*BRIEF*.
Set down the records once more, please, exactly and with the pictures left out.

*EXERCISE MATERIAL*.
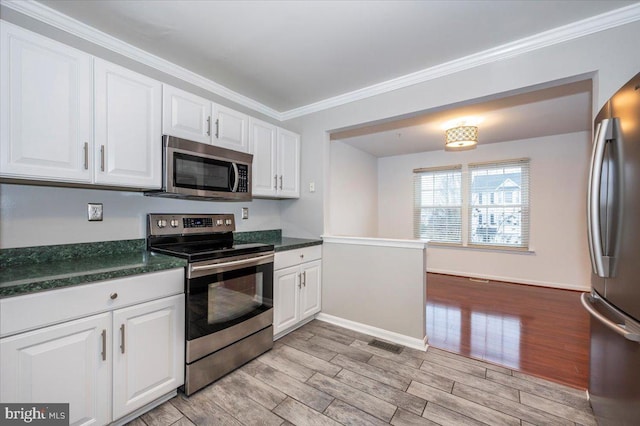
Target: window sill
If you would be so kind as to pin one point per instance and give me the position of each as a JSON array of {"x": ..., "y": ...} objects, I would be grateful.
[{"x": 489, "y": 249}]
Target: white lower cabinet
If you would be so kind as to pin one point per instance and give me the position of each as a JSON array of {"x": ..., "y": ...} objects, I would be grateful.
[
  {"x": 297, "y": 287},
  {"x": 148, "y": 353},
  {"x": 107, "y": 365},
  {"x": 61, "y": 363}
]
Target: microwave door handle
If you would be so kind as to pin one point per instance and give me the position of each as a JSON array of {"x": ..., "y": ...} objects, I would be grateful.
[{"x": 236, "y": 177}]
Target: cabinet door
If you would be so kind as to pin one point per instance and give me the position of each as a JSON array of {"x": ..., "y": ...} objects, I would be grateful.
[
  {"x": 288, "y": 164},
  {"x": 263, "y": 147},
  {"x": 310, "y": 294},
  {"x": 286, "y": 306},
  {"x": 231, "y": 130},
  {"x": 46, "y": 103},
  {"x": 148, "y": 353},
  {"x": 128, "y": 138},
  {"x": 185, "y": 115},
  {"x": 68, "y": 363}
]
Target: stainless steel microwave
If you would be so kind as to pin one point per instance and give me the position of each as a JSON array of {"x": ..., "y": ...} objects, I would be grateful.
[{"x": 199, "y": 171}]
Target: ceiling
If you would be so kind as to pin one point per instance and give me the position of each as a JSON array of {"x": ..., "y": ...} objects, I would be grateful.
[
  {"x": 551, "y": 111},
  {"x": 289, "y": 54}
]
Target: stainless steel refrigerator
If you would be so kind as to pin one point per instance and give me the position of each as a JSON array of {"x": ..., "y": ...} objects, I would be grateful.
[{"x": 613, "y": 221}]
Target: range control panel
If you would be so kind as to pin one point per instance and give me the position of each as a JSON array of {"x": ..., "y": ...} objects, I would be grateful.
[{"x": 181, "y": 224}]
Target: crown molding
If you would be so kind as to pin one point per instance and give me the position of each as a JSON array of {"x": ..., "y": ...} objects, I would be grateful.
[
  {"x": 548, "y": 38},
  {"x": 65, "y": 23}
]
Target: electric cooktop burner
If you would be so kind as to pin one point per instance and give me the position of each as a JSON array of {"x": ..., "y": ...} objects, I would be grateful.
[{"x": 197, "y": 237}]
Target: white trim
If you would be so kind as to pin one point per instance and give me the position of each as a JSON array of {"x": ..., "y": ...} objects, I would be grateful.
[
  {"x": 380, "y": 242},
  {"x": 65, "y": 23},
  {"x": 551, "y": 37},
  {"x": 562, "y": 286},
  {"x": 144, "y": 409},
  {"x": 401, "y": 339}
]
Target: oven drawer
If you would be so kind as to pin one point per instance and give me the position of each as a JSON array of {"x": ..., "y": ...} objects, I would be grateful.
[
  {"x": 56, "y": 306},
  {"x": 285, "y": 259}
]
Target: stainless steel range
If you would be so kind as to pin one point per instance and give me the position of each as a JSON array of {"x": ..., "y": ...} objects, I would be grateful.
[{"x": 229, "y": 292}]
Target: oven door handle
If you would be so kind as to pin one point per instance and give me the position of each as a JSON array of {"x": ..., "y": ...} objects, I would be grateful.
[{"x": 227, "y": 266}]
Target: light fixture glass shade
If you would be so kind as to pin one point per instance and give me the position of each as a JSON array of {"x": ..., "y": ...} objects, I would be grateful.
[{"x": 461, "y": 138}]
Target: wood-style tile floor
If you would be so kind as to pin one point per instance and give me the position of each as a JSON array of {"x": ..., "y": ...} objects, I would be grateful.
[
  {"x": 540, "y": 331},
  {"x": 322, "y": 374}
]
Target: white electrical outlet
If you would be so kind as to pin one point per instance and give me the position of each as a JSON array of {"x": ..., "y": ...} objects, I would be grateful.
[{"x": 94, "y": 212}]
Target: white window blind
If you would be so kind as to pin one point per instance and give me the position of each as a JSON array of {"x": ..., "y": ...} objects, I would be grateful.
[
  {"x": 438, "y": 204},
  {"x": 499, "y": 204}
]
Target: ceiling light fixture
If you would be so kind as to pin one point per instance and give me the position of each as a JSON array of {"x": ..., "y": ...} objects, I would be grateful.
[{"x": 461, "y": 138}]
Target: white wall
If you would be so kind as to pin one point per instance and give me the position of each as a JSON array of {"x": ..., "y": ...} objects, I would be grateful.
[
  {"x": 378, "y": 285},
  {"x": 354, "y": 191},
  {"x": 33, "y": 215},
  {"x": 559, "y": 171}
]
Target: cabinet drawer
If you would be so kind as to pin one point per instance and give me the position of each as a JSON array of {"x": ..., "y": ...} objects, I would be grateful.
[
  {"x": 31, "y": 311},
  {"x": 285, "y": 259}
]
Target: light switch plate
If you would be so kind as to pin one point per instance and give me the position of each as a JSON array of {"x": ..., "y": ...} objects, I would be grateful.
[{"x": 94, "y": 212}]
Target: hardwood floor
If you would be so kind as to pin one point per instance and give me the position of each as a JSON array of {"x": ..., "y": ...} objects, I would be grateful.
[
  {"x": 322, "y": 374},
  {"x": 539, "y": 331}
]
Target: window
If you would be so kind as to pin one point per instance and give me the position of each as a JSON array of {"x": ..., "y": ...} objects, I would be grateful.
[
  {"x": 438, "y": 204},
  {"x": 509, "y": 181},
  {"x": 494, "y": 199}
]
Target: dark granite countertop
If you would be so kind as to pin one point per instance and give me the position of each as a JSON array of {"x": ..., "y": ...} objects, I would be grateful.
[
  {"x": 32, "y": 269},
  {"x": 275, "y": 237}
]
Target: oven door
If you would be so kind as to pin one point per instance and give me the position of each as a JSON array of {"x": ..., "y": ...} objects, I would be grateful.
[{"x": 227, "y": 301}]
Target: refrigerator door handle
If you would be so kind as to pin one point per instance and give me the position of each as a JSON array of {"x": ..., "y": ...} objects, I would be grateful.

*SOLUTION TO THIS EXERCISE*.
Target: window sill
If you would be so kind as to pin one point per instance and give me the position of each as a JSON array of {"x": ..., "y": ...} objects, I would be grateful.
[{"x": 489, "y": 249}]
Target: white lower cabinet
If you would be so kind as to pin one point per instance and give me the position of each as a JSON array of {"x": ..., "y": ...} objects, I would be grateful.
[
  {"x": 297, "y": 287},
  {"x": 148, "y": 353},
  {"x": 107, "y": 365},
  {"x": 61, "y": 363}
]
Target: microwave door handle
If you would be so kind as to pin one point per instance and give me the position of each as a JSON array of {"x": ..., "y": ...} objects, I would be grateful.
[{"x": 236, "y": 177}]
Target: cabinet door
If you would be so kind as to pin one point per instance and give me the position of each as a JSON array of {"x": ..., "y": ...} objects, I would be grateful.
[
  {"x": 288, "y": 164},
  {"x": 263, "y": 147},
  {"x": 310, "y": 294},
  {"x": 286, "y": 306},
  {"x": 231, "y": 130},
  {"x": 46, "y": 103},
  {"x": 148, "y": 353},
  {"x": 128, "y": 138},
  {"x": 185, "y": 115},
  {"x": 68, "y": 363}
]
Target: stainless steel microwave
If you would be so kind as to pin one point per instance and give me the position of each as a JSON array of {"x": ..., "y": ...} objects, I would be grateful.
[{"x": 199, "y": 171}]
Target: ceiling
If you would be so kind as to pin one point per instance and give me the position of each as a JSON array of {"x": ..., "y": ...} objects, I would be grateful.
[
  {"x": 551, "y": 111},
  {"x": 289, "y": 54}
]
Target: stainless steel refrigerator
If you would be so kind as to pin one point per instance and give me the position of each as a JSON array of {"x": ..., "y": ...} objects, I would be grateful.
[{"x": 613, "y": 221}]
Target: range control panel
If you would be so kind as to pin one point per instance and give me the position of each as a JSON array of {"x": ..., "y": ...} objects, I would be grateful.
[{"x": 181, "y": 224}]
Target: crown molding
If you would be so kind as to pin one point per instance and give me the position of each as a JSON array of {"x": ..., "y": ...} objects, I would be grateful.
[
  {"x": 548, "y": 38},
  {"x": 65, "y": 23}
]
Target: electric cooktop burner
If you would be so kind as to pin one point per instance and give me the position of each as a JSON array of {"x": ..., "y": ...} objects, I would be grateful.
[{"x": 197, "y": 237}]
Target: white trim
If you would be so kind as to pin one point per instance and give me the position of each as a JSON array of {"x": ..., "y": ...} objects, I would be grateful.
[
  {"x": 380, "y": 242},
  {"x": 65, "y": 23},
  {"x": 551, "y": 37},
  {"x": 562, "y": 286},
  {"x": 144, "y": 409},
  {"x": 401, "y": 339}
]
Target: oven drawer
If you would be so kind as to pin one point per instance and give me the position of each as a JSON array of {"x": ..., "y": ...} objects, I would be grateful.
[
  {"x": 56, "y": 306},
  {"x": 285, "y": 259}
]
Target: stainless steel range
If you would be so kind as to pin one point per instance and give me the position of each as a JSON array of {"x": ..., "y": ...} objects, I would be grateful.
[{"x": 229, "y": 292}]
Target: oven door handle
If you would be so kind as to pin one point per instance and give me the position of each as a JSON array of {"x": ..., "y": ...} objects, I would be grateful.
[{"x": 227, "y": 266}]
Target: light fixture glass shade
If you would be so kind as to pin one point per instance and give me the position of each as a JSON array of {"x": ..., "y": ...} objects, I would be grateful.
[{"x": 461, "y": 138}]
Target: wood-style tile floor
If you would be so kind as to pin one point per instance and give me the position of each as a JSON array of {"x": ..., "y": ...} objects, I would be grateful.
[
  {"x": 540, "y": 331},
  {"x": 322, "y": 374}
]
Target: white electrical outlet
If you would be so kind as to pin one point per instance and give me the position of each as a JSON array of {"x": ..., "y": ...} objects, I would be grateful.
[{"x": 94, "y": 212}]
Target: white window blind
If you would be so kind as to pin one point per instance and give me the position of each as a JSON array of {"x": ..., "y": ...} objects, I would be grateful.
[
  {"x": 438, "y": 204},
  {"x": 499, "y": 204}
]
Target: ceiling light fixture
If you would be so kind as to pin one point per instance and give me the position of each as a JSON array of {"x": ..., "y": ...} objects, I would be grateful.
[{"x": 461, "y": 138}]
Target: white wall
If you would be so kind as to pin one point per instance and give me the position of each as a JSON array of {"x": ..., "y": ...} objects, I would be grateful.
[
  {"x": 378, "y": 285},
  {"x": 354, "y": 191},
  {"x": 33, "y": 215},
  {"x": 559, "y": 171}
]
Target: cabinet drawer
If you would be so kind as to pin one point per instance and give me the position of each as a JSON array of {"x": ..., "y": ...} objects, I would be grateful.
[
  {"x": 31, "y": 311},
  {"x": 285, "y": 259}
]
Target: light switch plate
If you would be so kind as to pin one point per instance and give me the position of each as a JSON array of {"x": ..., "y": ...} objects, I would be grateful.
[{"x": 94, "y": 212}]
Target: hardwood floor
If you would be so kind as to pin one point per instance and give me the position of each as a JSON array of {"x": ..., "y": ...} objects, I would be grateful.
[
  {"x": 322, "y": 374},
  {"x": 539, "y": 331}
]
Target: window
If you would be so kind as to pin one point per instance and give me the position of each as a JSON array of {"x": ..., "y": ...} objects, I would be grateful.
[
  {"x": 438, "y": 204},
  {"x": 509, "y": 181},
  {"x": 494, "y": 199}
]
Target: dark granite countertop
If you would be so kind as to pin one point per instance and give me the position of each as a JSON array of {"x": ..., "y": ...} objects, I would be grateful.
[
  {"x": 32, "y": 269},
  {"x": 275, "y": 237}
]
Target: oven door
If you would be so kind as to pin one point per instance and give me the position of each as a JSON array of {"x": ..., "y": ...} objects, I would be grateful.
[{"x": 227, "y": 301}]
Target: refrigerator door handle
If you would be so kind as to pin one point per instance and give me the position of each as a JSON array of {"x": ..., "y": ...} objects, I would be grateful.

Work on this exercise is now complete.